→ **Jobs**:
**1)** In the article on the identity and authentication policy forum, by how much did identity-related suspicious activity reports submitted to FinCEN grow from 2021 to 2022?
**2)** Write a continuation of the article on the identity and authentication policy forum, starting after its final sentence.
--- start Reading text ---
By: FIDO staff

The identity landscape is set to undergo tremendous transformation in 2023 as lawmakers and regulators alike struggle to help protect individual privacy and improve access to services and the digital economy. A primary underpinning for what will enable the new identity landscape is strong authentication.

On Jan. 25, the Better Identity Coalition, the FIDO Alliance, and the ID Theft Resource Center (ITRC) co-hosted the Identity, Authentication, and the Road Ahead Cybersecurity Policy Forum in Washington, D.C. to discuss the challenges and opportunities of identity and authentication. 

The full-day event included sessions loaded with data on the current state of data breaches, presentations by government leaders, panels on the state of passkeys and the path toward better identity in 2023 and beyond. A key theme that was often repeated throughout the day, by experts from government and industry alike, was the complexity of the identity landscape and the need for more collaboration and interoperable standards.

“A lot of our ability to make progress on the set of problems starts with a bigger issue, the recognition that identity is critical infrastructure and needs to be treated as such,” Jeremy Grant, Managing Director, Technology Business Strategy at Venable LLP and Coordinator, Better Identity Coalition said during his opening remarks for the event.

“Until we start to think about identity that way we’re going to continue to struggle to address challenges in this space.”

Identity risk continues to grow

In the opening keynote session, Jimmy Kirby, Acting Deputy Director of FinCEN (Financial Crimes Enforcement Network) outlined the identity related issues his agency has seen in recent years.

Kirby said that in recent years financial services have been increasingly migrating towards a primarily online environment. It’s a trend that creates new opportunities for abuse. As a result, FinCEN has been thinking about how it can leverage all of the data that financial institutions send to it to help stem the tide of abuse.  He noted that identity related suspicious activity reports (SARs) submitted to FinCEN grew more than 15%, from 2021 to 2022.

According to Kirby, reports of threats at each stage of the customer identification process continue to grow from the proofing and enrollment stage to the authentication stage, including the use of compromised credentials, impersonation and artificial intelligence to conduct illicit finance.

While there are challenges, there are also opportunities.

“We see opportunities for digital identity to address customer identification breakdowns in customer onboarding, account logins, transaction monitoring, as well as in investigations,” Kirby said. “There are a number of features of a digital identity framework that, taken together, have the potential to address threats and spur innovation across all types of financial services.”
--- end Reading text ---
--- start Dataset content ---
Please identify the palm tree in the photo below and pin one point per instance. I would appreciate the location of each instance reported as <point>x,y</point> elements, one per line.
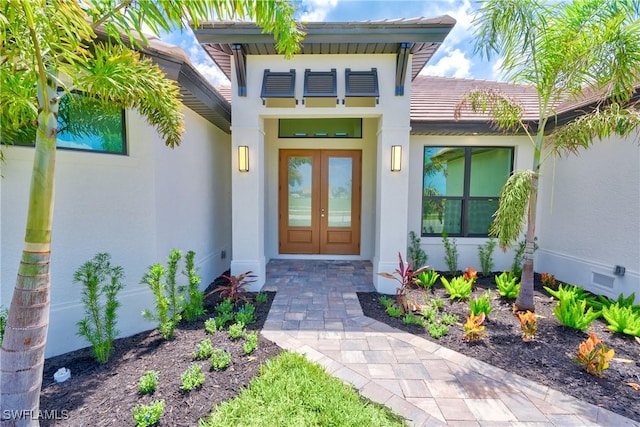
<point>564,50</point>
<point>49,48</point>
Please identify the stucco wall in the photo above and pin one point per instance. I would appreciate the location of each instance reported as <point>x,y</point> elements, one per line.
<point>589,217</point>
<point>467,246</point>
<point>135,207</point>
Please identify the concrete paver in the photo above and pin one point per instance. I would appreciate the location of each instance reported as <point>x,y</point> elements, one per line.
<point>316,312</point>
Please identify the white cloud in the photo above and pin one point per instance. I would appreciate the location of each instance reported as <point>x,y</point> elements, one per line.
<point>454,64</point>
<point>315,10</point>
--- end Dataset content ---
→ **Final results**:
**1)** They grew by more than 15%.

**2)**
FinCEN isn’t the only organization seeing a spike in cybercrime. James Lee, COO of the ITRC (Identity Theft Resource Center) presented data from his organization’s annual data breach report. Among the top line highlights of the report is that there were 1,802 data breaches during the year impacting over 422 million victims.

Lee commented that a prevailing trend was an increase in supply chain attacks as a preferred attack vector over just malware. He also emphatically complained about the lack of information present in many data breach disclosures. Lee said that 66% of data breaches did not include information about the root cause of the attack which led to the breach or any victims details.

In a panel session, titled “Data Breach Notices Suck,” John Breyault, Vice President, Public Policy, Telecommunications and Fraud at National Consumers League (NCL) lamented the current state of password usage, which inevitably is a root cause for many data breaches.

“I have been doing consumer education work for 15 years now at NCL, and not a day goes by it seems that I don’t tell consumers to not use the same password across multiple accounts,” Breyault said.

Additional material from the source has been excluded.